WORK ORDER 1: According to the passage on 35 U.S.C. 101, which three things have been held not patentable?
WORK ORDER 2: Write the next part of the passage on 35 U.S.C. 101, continuing after its final sentence.
-------- TEXT UNDER STUDY --------
35 U.S.C. 101 defines Inventions which are patentable

According to 35 U.S.C. 101 :

"Whoever invents or discovers any new and useful process,machine, manufacture, or composition of matter, or any new and useful improvement thereof may obtain a patent therefor, subject to the conditions and requirements of this title.

  • By using such expansive terms as "manufacture" and "composition of matter," modified by the comprehensive "any," Congress plainly contemplated that the patent laws would be given wide scope.This is not to suggest that § 101 has no limits or that it embraces every discovery. The laws of nature, physical phenomena, and abstract ideas have been held not patentable.
-------- INFORMATION SUPPLIED --------
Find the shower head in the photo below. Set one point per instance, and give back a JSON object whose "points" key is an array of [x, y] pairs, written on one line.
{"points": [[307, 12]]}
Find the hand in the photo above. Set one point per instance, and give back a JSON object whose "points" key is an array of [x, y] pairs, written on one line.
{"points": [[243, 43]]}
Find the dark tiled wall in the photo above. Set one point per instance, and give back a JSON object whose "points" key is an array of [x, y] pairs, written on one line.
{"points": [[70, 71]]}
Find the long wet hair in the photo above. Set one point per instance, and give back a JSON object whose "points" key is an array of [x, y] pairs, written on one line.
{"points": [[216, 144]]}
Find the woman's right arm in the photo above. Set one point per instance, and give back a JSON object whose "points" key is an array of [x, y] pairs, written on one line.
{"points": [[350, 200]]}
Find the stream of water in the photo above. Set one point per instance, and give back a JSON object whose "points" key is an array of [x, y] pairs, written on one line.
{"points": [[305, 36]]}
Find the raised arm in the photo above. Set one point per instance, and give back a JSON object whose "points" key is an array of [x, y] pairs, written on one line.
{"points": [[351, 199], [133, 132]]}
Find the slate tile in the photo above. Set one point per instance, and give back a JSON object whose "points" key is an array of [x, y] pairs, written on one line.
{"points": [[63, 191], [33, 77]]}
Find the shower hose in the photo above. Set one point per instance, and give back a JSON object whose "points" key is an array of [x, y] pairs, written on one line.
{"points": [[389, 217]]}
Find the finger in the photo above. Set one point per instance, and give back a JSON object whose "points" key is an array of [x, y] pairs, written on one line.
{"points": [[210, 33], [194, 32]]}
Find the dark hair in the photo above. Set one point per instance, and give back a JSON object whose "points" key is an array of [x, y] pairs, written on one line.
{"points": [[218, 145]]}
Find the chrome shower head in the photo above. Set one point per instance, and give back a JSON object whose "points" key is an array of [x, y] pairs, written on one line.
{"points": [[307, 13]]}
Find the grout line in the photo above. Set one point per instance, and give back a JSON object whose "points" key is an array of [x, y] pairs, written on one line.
--------
EXPECTED OUTPUT 1: Laws of nature, physical phenomena, and abstract ideas.

EXPECTED OUTPUT 2:
The use of the comprehensive term "any" in 35 U.S.C 101 may encompass living subject matter. The test set down for patentable subject matter in this area is whether the living matter is the result of human intervention. Therefore, the relevant distinction is not between living and inanimate things, but between products of nature, whether living or not, and human made inventions. This determination was made in the US Supreme Court Case Diamond v Chakrabarty wherein the Court held that microorganisms produced by genetic engineering are not excluded from patent protection.

The tests set forth by the Court for determining the patentability of Living Subject matter are:

(A) “The laws of nature, physical phenomena and abstract ideas” are not patentable subject matter.

(B) A “non-naturally occurring manufacture or composition of matter — a product of human ingenuity—having a distinctive name, character, [and] use” is patentable subject matter.

(C) “[A] new mineral discovered in the earth or a new plant found in the wild is not patentable subject matter. Likewise, Einstein could not patent his celebrated E=mc2; nor could Newton have patented the law of gravity. Such discoveries are ‘manifestations of... nature,free to all men and reserved exclusively to none.’”

(D) “The production of articles for use from raw materials prepared by giving to these materials new forms,qualities, properties, or combinations whether by hand labor or by machinery” [emphasis added] is a“manufacture” under 35 U.S.C. 101.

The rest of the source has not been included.